═══ Material provided ═══

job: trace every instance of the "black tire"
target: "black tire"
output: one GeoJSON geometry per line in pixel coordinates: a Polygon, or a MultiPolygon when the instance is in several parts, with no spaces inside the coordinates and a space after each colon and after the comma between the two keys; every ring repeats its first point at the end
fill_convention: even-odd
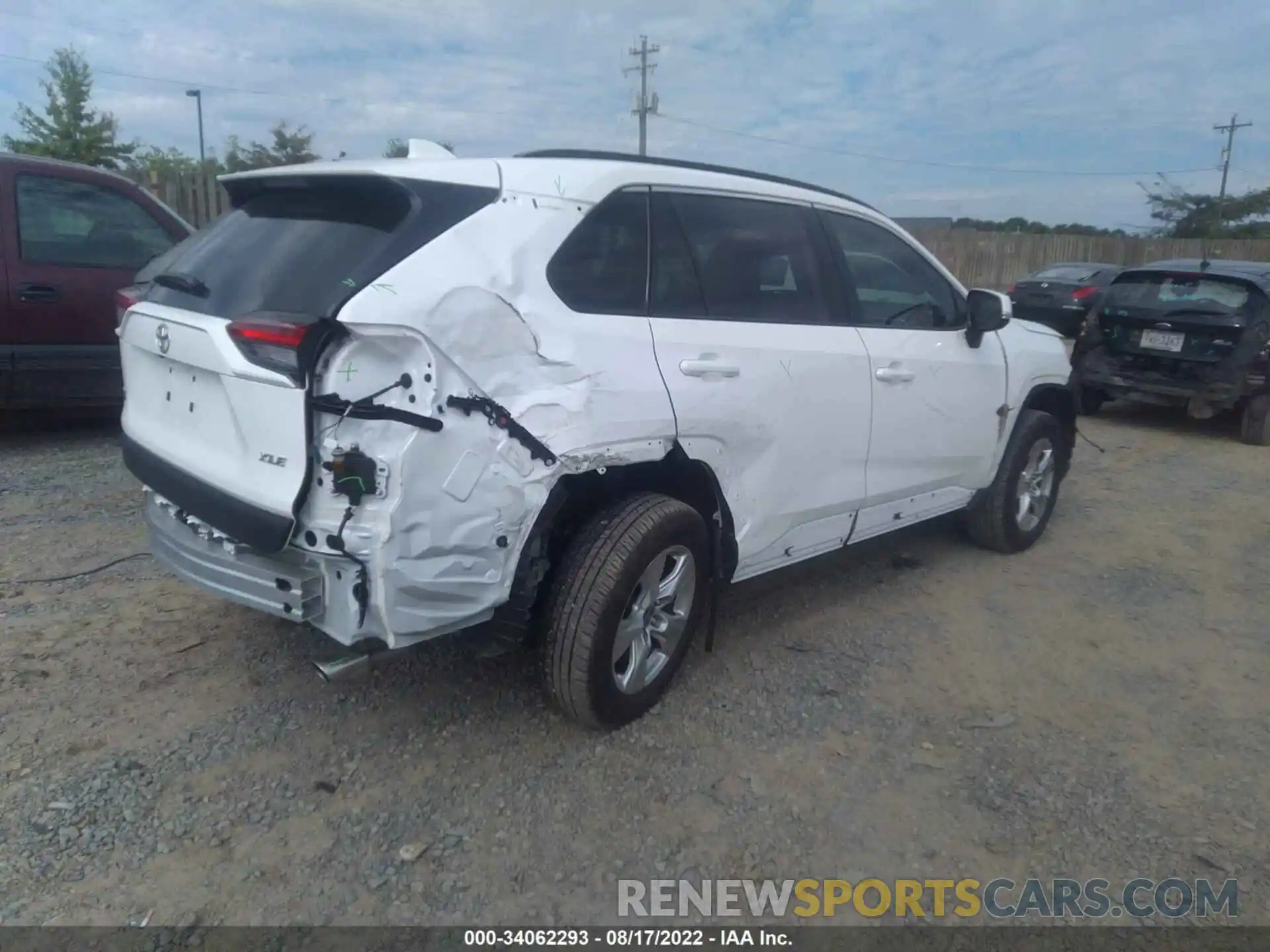
{"type": "Polygon", "coordinates": [[[1270,447],[1270,395],[1252,397],[1243,405],[1240,439],[1253,447],[1270,447]]]}
{"type": "Polygon", "coordinates": [[[1024,410],[1019,415],[1019,423],[1015,424],[1001,466],[997,467],[996,479],[966,512],[965,526],[970,538],[996,552],[1022,552],[1031,547],[1044,534],[1058,504],[1058,490],[1062,486],[1059,473],[1064,470],[1063,459],[1059,457],[1059,453],[1064,452],[1063,447],[1062,428],[1057,419],[1040,410],[1024,410]],[[1041,440],[1049,440],[1053,447],[1054,476],[1040,520],[1025,528],[1017,519],[1019,481],[1033,447],[1041,440]]]}
{"type": "Polygon", "coordinates": [[[547,693],[565,715],[591,727],[620,727],[657,704],[700,627],[709,553],[700,513],[654,493],[616,503],[578,532],[555,576],[542,626],[547,693]],[[687,622],[660,671],[641,689],[625,693],[615,674],[618,623],[640,576],[659,553],[679,547],[691,553],[695,571],[687,622]]]}
{"type": "Polygon", "coordinates": [[[1081,387],[1081,415],[1092,416],[1102,409],[1106,402],[1106,393],[1092,387],[1081,387]]]}

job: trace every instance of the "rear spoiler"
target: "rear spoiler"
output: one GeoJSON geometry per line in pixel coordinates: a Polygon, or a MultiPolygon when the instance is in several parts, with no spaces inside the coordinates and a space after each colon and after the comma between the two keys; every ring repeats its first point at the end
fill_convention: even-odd
{"type": "Polygon", "coordinates": [[[446,149],[439,142],[433,142],[427,138],[411,138],[409,141],[409,151],[405,154],[406,159],[453,159],[455,154],[446,149]]]}

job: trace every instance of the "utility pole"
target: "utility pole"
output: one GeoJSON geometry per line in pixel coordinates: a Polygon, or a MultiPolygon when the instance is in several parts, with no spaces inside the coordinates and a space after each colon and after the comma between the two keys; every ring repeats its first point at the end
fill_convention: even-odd
{"type": "Polygon", "coordinates": [[[187,89],[185,95],[193,96],[198,103],[198,168],[207,170],[207,151],[203,149],[203,90],[187,89]]]}
{"type": "Polygon", "coordinates": [[[660,52],[662,47],[654,43],[648,44],[648,37],[639,38],[639,46],[631,47],[631,56],[639,57],[639,66],[631,66],[630,69],[622,70],[622,72],[639,72],[639,104],[631,109],[631,113],[639,117],[639,154],[648,155],[648,117],[649,113],[657,114],[657,93],[653,94],[653,100],[649,102],[648,98],[648,74],[657,69],[655,62],[648,61],[649,53],[660,52]]]}
{"type": "Polygon", "coordinates": [[[1226,212],[1226,178],[1231,174],[1231,150],[1234,149],[1234,132],[1236,129],[1246,129],[1251,126],[1251,122],[1236,122],[1240,118],[1238,113],[1231,116],[1231,123],[1228,126],[1214,126],[1215,132],[1226,133],[1226,149],[1222,150],[1222,189],[1217,193],[1217,234],[1222,234],[1222,223],[1226,212]]]}

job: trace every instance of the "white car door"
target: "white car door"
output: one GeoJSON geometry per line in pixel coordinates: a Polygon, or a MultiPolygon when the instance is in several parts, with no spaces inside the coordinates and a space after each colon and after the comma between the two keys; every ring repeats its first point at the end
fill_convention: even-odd
{"type": "Polygon", "coordinates": [[[996,334],[970,345],[960,291],[919,249],[864,217],[822,216],[869,352],[870,509],[853,537],[861,541],[960,508],[992,480],[1006,360],[996,334]]]}
{"type": "Polygon", "coordinates": [[[865,500],[871,383],[803,204],[654,189],[649,314],[688,456],[735,519],[735,579],[839,547],[865,500]]]}

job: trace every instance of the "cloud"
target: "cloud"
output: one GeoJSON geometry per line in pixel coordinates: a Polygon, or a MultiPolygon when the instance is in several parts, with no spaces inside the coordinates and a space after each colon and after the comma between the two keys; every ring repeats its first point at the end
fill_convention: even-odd
{"type": "MultiPolygon", "coordinates": [[[[660,46],[654,152],[823,183],[903,215],[1146,223],[1138,178],[1172,169],[1215,189],[1232,112],[1232,187],[1270,183],[1259,0],[46,0],[0,14],[0,53],[75,43],[124,135],[197,150],[263,138],[278,119],[323,154],[390,136],[460,154],[634,150],[640,33],[660,46]],[[1220,51],[1214,56],[1213,51],[1220,51]],[[154,79],[175,80],[160,83],[154,79]],[[730,129],[749,137],[711,131],[730,129]],[[780,145],[765,140],[784,140],[780,145]],[[874,157],[860,157],[867,154],[874,157]],[[909,161],[893,161],[909,160],[909,161]],[[921,165],[917,162],[928,162],[921,165]],[[942,164],[942,166],[940,165],[942,164]],[[1063,176],[997,169],[1126,171],[1063,176]]],[[[38,102],[38,63],[0,57],[0,128],[38,102]]]]}

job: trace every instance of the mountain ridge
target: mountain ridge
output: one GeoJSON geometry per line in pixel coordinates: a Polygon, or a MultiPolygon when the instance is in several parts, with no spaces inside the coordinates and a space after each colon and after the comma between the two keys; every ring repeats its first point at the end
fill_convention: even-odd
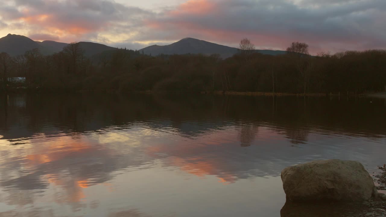
{"type": "MultiPolygon", "coordinates": [[[[91,56],[107,51],[117,48],[102,44],[89,42],[80,42],[81,47],[85,51],[85,54],[91,56]]],[[[23,55],[27,51],[38,49],[44,55],[58,53],[69,44],[54,41],[35,41],[29,38],[19,35],[8,34],[0,38],[0,52],[6,52],[11,56],[23,55]]],[[[211,55],[218,54],[223,58],[233,56],[239,52],[239,49],[219,44],[205,41],[191,37],[186,37],[170,44],[154,44],[139,50],[144,54],[152,56],[161,54],[167,55],[187,54],[202,54],[211,55]]],[[[283,51],[255,50],[256,53],[272,55],[285,53],[283,51]]]]}
{"type": "MultiPolygon", "coordinates": [[[[184,38],[178,41],[168,45],[154,45],[139,50],[147,55],[157,56],[160,54],[172,55],[188,53],[210,55],[220,54],[222,58],[230,57],[239,52],[239,49],[204,40],[191,37],[184,38]]],[[[255,50],[255,52],[262,54],[276,55],[284,54],[285,51],[273,50],[255,50]]]]}

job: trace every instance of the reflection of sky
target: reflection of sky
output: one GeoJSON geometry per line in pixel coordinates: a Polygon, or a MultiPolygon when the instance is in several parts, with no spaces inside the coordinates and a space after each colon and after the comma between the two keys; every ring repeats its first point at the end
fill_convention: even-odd
{"type": "Polygon", "coordinates": [[[340,158],[372,168],[385,149],[361,137],[312,132],[306,144],[294,146],[286,135],[264,126],[243,147],[237,126],[187,138],[139,125],[105,133],[36,134],[24,147],[0,140],[0,207],[28,210],[34,204],[70,216],[107,216],[124,207],[155,216],[274,216],[285,202],[279,176],[284,167],[340,158]]]}
{"type": "Polygon", "coordinates": [[[106,124],[96,112],[80,123],[87,130],[48,119],[32,131],[31,117],[8,112],[0,216],[278,216],[284,168],[337,158],[376,171],[386,151],[384,137],[315,124],[166,115],[113,125],[114,114],[106,124]]]}

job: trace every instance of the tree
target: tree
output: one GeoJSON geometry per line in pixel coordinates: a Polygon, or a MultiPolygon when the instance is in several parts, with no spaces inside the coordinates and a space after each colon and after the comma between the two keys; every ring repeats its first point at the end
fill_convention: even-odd
{"type": "Polygon", "coordinates": [[[36,48],[26,51],[24,55],[27,64],[25,80],[29,85],[41,84],[42,72],[43,55],[39,49],[36,48]]]}
{"type": "Polygon", "coordinates": [[[293,42],[291,46],[287,48],[287,52],[290,55],[295,55],[296,58],[296,68],[303,78],[304,94],[305,95],[309,72],[312,65],[312,59],[308,53],[308,45],[305,43],[293,42]]]}
{"type": "Polygon", "coordinates": [[[3,52],[0,53],[0,74],[3,90],[7,89],[11,60],[8,54],[3,52]]]}
{"type": "Polygon", "coordinates": [[[68,72],[76,74],[78,73],[78,65],[81,62],[84,57],[84,51],[80,47],[80,44],[79,43],[73,42],[65,47],[63,49],[63,52],[68,56],[71,62],[71,65],[68,66],[68,72]]]}
{"type": "Polygon", "coordinates": [[[249,39],[245,38],[240,41],[239,49],[245,58],[245,61],[248,62],[251,56],[255,51],[255,45],[251,42],[249,39]]]}
{"type": "Polygon", "coordinates": [[[299,56],[308,55],[308,45],[305,43],[293,42],[291,46],[287,48],[287,52],[299,56]]]}

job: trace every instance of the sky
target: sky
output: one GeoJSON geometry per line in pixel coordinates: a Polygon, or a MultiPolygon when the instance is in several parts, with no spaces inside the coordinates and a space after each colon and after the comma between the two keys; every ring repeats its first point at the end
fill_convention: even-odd
{"type": "Polygon", "coordinates": [[[190,37],[312,53],[386,48],[385,0],[0,0],[0,37],[139,49],[190,37]]]}

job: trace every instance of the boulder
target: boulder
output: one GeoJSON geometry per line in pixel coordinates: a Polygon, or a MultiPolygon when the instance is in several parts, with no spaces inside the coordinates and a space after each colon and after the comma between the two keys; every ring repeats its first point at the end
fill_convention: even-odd
{"type": "Polygon", "coordinates": [[[361,163],[318,161],[286,168],[283,188],[290,201],[365,201],[373,195],[372,179],[361,163]]]}

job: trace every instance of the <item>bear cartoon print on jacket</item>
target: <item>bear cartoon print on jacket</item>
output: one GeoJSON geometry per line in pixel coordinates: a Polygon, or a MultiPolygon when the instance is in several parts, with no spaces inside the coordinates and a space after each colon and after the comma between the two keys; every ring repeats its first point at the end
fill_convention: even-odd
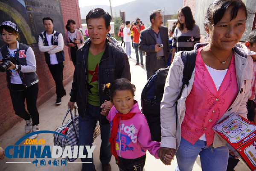
{"type": "MultiPolygon", "coordinates": [[[[134,100],[130,113],[136,113],[128,120],[120,120],[116,136],[116,151],[117,156],[125,159],[136,159],[145,155],[146,150],[157,159],[160,143],[152,141],[146,118],[134,100]]],[[[112,129],[112,120],[119,112],[113,106],[107,117],[112,129]]]]}

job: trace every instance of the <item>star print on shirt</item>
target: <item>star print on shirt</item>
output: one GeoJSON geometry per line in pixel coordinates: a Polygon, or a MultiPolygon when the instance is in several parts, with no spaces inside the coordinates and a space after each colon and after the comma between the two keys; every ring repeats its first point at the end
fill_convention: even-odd
{"type": "Polygon", "coordinates": [[[90,73],[90,75],[93,75],[93,78],[90,82],[90,83],[95,81],[98,81],[98,64],[97,64],[97,65],[96,65],[95,70],[94,71],[89,71],[88,70],[88,72],[90,73]]]}

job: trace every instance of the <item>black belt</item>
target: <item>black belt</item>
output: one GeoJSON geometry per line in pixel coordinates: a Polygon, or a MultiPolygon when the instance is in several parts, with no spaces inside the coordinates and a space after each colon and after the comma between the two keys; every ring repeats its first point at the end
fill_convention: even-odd
{"type": "Polygon", "coordinates": [[[157,59],[163,59],[164,58],[164,56],[157,56],[157,59]]]}

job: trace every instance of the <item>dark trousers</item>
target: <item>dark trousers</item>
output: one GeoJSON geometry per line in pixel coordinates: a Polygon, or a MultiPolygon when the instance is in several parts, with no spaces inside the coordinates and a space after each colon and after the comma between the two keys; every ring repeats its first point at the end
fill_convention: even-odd
{"type": "Polygon", "coordinates": [[[66,94],[63,83],[64,63],[61,62],[55,65],[48,64],[48,65],[56,84],[57,98],[61,98],[66,94]]]}
{"type": "MultiPolygon", "coordinates": [[[[253,122],[253,118],[255,114],[255,103],[253,100],[248,100],[246,103],[246,108],[248,111],[247,118],[250,121],[253,122]]],[[[233,171],[234,168],[237,165],[239,159],[235,159],[235,156],[233,156],[230,154],[228,157],[228,163],[227,168],[227,171],[233,171]]]]}
{"type": "Polygon", "coordinates": [[[118,161],[116,159],[116,163],[118,165],[120,171],[143,171],[146,161],[146,155],[137,159],[127,159],[118,157],[118,161]]]}
{"type": "Polygon", "coordinates": [[[122,46],[122,43],[124,43],[124,47],[125,47],[125,42],[124,41],[124,37],[121,37],[121,40],[122,40],[122,43],[121,43],[121,46],[122,46]]]}
{"type": "Polygon", "coordinates": [[[13,109],[16,115],[24,120],[32,119],[33,125],[39,124],[39,115],[36,107],[38,93],[38,84],[24,88],[24,85],[11,84],[10,94],[13,109]],[[29,113],[25,108],[25,99],[29,113]]]}
{"type": "MultiPolygon", "coordinates": [[[[87,103],[86,110],[84,118],[80,115],[78,118],[79,145],[90,145],[91,147],[93,142],[93,132],[97,121],[100,120],[100,107],[99,106],[93,106],[87,103]]],[[[110,138],[110,125],[102,125],[100,127],[100,138],[102,140],[100,145],[99,160],[102,164],[108,163],[111,159],[112,154],[110,150],[110,142],[108,141],[110,138]]],[[[96,148],[99,148],[97,146],[96,148]]],[[[86,148],[84,148],[84,154],[87,154],[86,148]]],[[[93,158],[81,158],[83,163],[82,171],[94,171],[95,166],[93,164],[93,158]]]]}

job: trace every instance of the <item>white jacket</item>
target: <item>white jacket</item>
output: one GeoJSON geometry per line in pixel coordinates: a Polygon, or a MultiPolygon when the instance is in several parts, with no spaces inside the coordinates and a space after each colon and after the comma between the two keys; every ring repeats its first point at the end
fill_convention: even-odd
{"type": "MultiPolygon", "coordinates": [[[[197,43],[194,50],[207,45],[208,43],[197,43]]],[[[247,118],[246,103],[251,87],[253,76],[253,64],[247,48],[243,45],[237,45],[233,49],[239,93],[233,103],[220,118],[218,122],[233,113],[237,113],[247,118]]],[[[161,147],[177,150],[181,138],[181,125],[184,119],[186,110],[185,101],[191,89],[195,78],[195,69],[188,86],[185,85],[180,99],[178,100],[177,110],[178,119],[176,125],[175,102],[182,86],[184,64],[181,55],[186,53],[180,51],[175,55],[166,78],[164,92],[161,102],[161,147]]],[[[224,145],[221,139],[215,134],[212,147],[224,145]]]]}

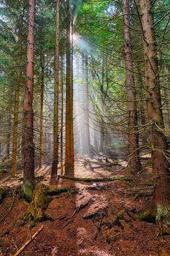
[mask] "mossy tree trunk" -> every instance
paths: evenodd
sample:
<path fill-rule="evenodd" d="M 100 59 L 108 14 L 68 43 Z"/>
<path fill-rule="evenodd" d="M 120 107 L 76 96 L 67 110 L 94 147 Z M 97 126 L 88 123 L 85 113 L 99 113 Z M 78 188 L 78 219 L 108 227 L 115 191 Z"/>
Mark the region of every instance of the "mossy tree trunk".
<path fill-rule="evenodd" d="M 161 102 L 159 67 L 151 0 L 140 0 L 147 86 L 147 111 L 150 138 L 154 183 L 154 206 L 158 220 L 170 222 L 170 174 L 168 143 Z"/>
<path fill-rule="evenodd" d="M 25 89 L 23 132 L 23 195 L 31 200 L 34 189 L 34 145 L 33 90 L 34 73 L 35 0 L 29 0 L 28 31 L 27 37 L 26 86 Z"/>
<path fill-rule="evenodd" d="M 141 168 L 139 150 L 137 108 L 133 70 L 133 58 L 130 31 L 130 2 L 123 0 L 124 51 L 125 64 L 125 86 L 128 99 L 128 167 L 132 171 Z"/>

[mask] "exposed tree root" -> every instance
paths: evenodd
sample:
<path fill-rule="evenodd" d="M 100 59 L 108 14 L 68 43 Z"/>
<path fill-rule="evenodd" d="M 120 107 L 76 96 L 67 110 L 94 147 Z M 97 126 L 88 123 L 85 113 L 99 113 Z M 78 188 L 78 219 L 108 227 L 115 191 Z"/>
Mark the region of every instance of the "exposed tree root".
<path fill-rule="evenodd" d="M 0 219 L 0 223 L 1 223 L 3 222 L 3 220 L 6 218 L 6 217 L 9 214 L 9 212 L 12 210 L 12 208 L 13 206 L 14 202 L 15 202 L 15 191 L 13 191 L 13 195 L 12 195 L 12 203 L 11 206 L 9 208 L 9 210 L 6 212 L 5 215 L 3 216 L 3 217 Z"/>
<path fill-rule="evenodd" d="M 39 233 L 40 232 L 43 230 L 44 227 L 42 226 L 32 236 L 31 238 L 28 240 L 26 244 L 23 244 L 20 249 L 18 249 L 18 251 L 13 255 L 13 256 L 18 256 L 19 255 L 26 247 L 27 245 L 28 245 Z"/>
<path fill-rule="evenodd" d="M 29 222 L 31 227 L 34 227 L 36 223 L 47 219 L 53 221 L 53 218 L 45 214 L 45 210 L 53 200 L 51 197 L 70 190 L 70 187 L 49 188 L 43 184 L 36 187 L 34 192 L 32 202 L 26 216 L 23 218 L 21 225 Z"/>
<path fill-rule="evenodd" d="M 77 177 L 69 177 L 64 176 L 58 176 L 58 178 L 69 179 L 71 181 L 82 181 L 82 182 L 102 182 L 102 181 L 132 181 L 132 180 L 128 177 L 110 177 L 110 178 L 77 178 Z"/>

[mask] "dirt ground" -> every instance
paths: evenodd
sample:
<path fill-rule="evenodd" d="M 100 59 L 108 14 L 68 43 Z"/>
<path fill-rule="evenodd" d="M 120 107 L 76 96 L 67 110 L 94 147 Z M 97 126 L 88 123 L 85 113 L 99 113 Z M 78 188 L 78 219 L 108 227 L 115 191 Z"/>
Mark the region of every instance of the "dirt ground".
<path fill-rule="evenodd" d="M 146 160 L 144 159 L 144 160 Z M 78 158 L 75 176 L 129 176 L 123 160 Z M 53 218 L 30 228 L 20 227 L 28 203 L 12 195 L 0 205 L 0 255 L 14 255 L 42 226 L 39 235 L 20 255 L 29 256 L 168 256 L 170 236 L 157 236 L 155 223 L 141 221 L 138 214 L 152 200 L 152 170 L 145 167 L 133 181 L 80 182 L 59 178 L 53 187 L 72 187 L 53 197 L 46 214 Z M 36 170 L 36 180 L 49 185 L 50 167 Z M 0 187 L 17 187 L 22 175 L 4 176 Z M 0 220 L 1 222 L 1 220 Z"/>

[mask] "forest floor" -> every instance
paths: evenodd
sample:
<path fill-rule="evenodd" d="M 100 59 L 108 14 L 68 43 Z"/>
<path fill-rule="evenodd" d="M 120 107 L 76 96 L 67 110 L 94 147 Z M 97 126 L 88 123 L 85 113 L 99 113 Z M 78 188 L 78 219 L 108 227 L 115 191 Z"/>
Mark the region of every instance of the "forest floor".
<path fill-rule="evenodd" d="M 150 157 L 150 156 L 149 156 Z M 149 160 L 146 156 L 143 164 Z M 126 162 L 115 157 L 77 157 L 75 176 L 130 177 Z M 50 167 L 36 170 L 36 180 L 50 182 Z M 18 225 L 28 208 L 23 200 L 10 194 L 0 205 L 0 255 L 14 255 L 31 236 L 42 231 L 20 255 L 51 256 L 168 256 L 170 236 L 157 236 L 156 223 L 139 219 L 152 200 L 152 169 L 144 168 L 131 181 L 80 182 L 59 178 L 52 187 L 71 187 L 68 192 L 53 197 L 45 211 L 53 218 L 30 228 Z M 18 187 L 22 175 L 6 174 L 0 187 Z"/>

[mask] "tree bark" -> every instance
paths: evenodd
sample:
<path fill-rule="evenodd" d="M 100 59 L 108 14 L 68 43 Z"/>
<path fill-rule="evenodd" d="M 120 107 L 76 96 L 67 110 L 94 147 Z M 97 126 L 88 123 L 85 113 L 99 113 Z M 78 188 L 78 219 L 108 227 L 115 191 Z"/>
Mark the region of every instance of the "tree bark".
<path fill-rule="evenodd" d="M 63 59 L 61 67 L 61 175 L 63 174 Z"/>
<path fill-rule="evenodd" d="M 40 129 L 39 129 L 39 167 L 41 168 L 43 162 L 43 118 L 44 118 L 44 88 L 45 88 L 45 56 L 41 53 L 40 56 L 40 83 L 41 83 L 41 109 L 40 109 Z"/>
<path fill-rule="evenodd" d="M 65 175 L 74 176 L 74 155 L 73 138 L 73 89 L 72 78 L 71 14 L 69 0 L 66 1 L 66 102 Z"/>
<path fill-rule="evenodd" d="M 54 127 L 53 127 L 53 160 L 52 176 L 56 176 L 58 164 L 58 87 L 59 87 L 59 29 L 60 0 L 56 1 L 56 34 L 55 50 L 55 84 L 54 84 Z"/>
<path fill-rule="evenodd" d="M 133 73 L 133 59 L 130 31 L 129 0 L 123 0 L 124 20 L 124 51 L 125 64 L 125 86 L 128 99 L 128 164 L 132 171 L 138 171 L 141 167 L 139 150 L 139 131 L 137 128 L 137 108 L 134 77 Z"/>
<path fill-rule="evenodd" d="M 152 1 L 140 0 L 144 34 L 143 47 L 145 60 L 147 111 L 150 125 L 152 149 L 152 176 L 154 206 L 158 220 L 170 219 L 170 175 L 167 160 L 167 139 L 163 133 L 164 124 L 161 102 L 159 68 L 157 47 L 153 29 Z"/>
<path fill-rule="evenodd" d="M 23 102 L 24 128 L 23 143 L 23 194 L 31 200 L 34 189 L 34 145 L 33 90 L 34 73 L 34 26 L 35 0 L 29 0 L 28 31 L 27 37 L 26 86 Z"/>
<path fill-rule="evenodd" d="M 17 173 L 17 149 L 18 137 L 18 110 L 20 103 L 20 87 L 22 76 L 21 70 L 21 53 L 19 49 L 19 56 L 18 63 L 18 79 L 15 87 L 15 106 L 14 106 L 14 123 L 13 123 L 13 144 L 12 144 L 12 176 L 15 176 Z"/>

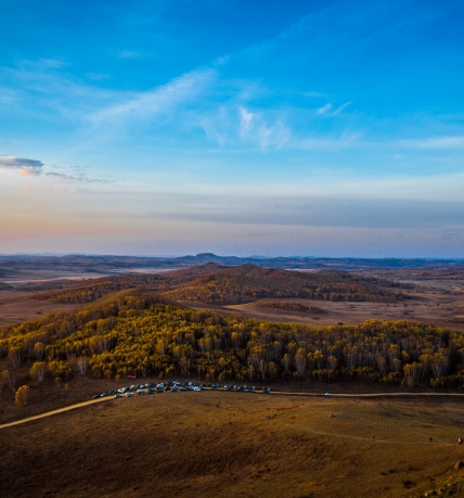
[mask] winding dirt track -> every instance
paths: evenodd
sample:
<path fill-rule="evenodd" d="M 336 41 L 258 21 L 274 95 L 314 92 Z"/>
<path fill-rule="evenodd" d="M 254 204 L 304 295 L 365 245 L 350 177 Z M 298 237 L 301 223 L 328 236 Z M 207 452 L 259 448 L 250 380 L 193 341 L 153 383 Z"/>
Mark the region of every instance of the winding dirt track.
<path fill-rule="evenodd" d="M 225 392 L 225 391 L 224 391 Z M 262 394 L 262 393 L 255 393 Z M 268 395 L 271 396 L 312 396 L 312 397 L 325 397 L 325 395 L 320 393 L 292 393 L 292 392 L 271 392 Z M 443 396 L 443 397 L 464 397 L 464 393 L 369 393 L 369 394 L 332 394 L 332 398 L 375 398 L 375 397 L 427 397 L 427 396 Z M 28 417 L 27 419 L 15 420 L 14 422 L 8 422 L 0 425 L 0 429 L 11 427 L 13 425 L 20 425 L 22 423 L 31 422 L 38 419 L 44 419 L 46 417 L 51 417 L 57 413 L 64 413 L 65 411 L 75 410 L 76 408 L 83 408 L 89 405 L 95 405 L 98 403 L 108 401 L 114 399 L 113 396 L 107 396 L 104 398 L 90 399 L 89 401 L 77 403 L 76 405 L 70 405 L 68 407 L 59 408 L 57 410 L 47 411 L 34 417 Z"/>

═══

Description of the task
List every line of the data that contains the string "pole", matching its case exactly.

Answer
job: trace every instance of the "utility pole"
target: "utility pole"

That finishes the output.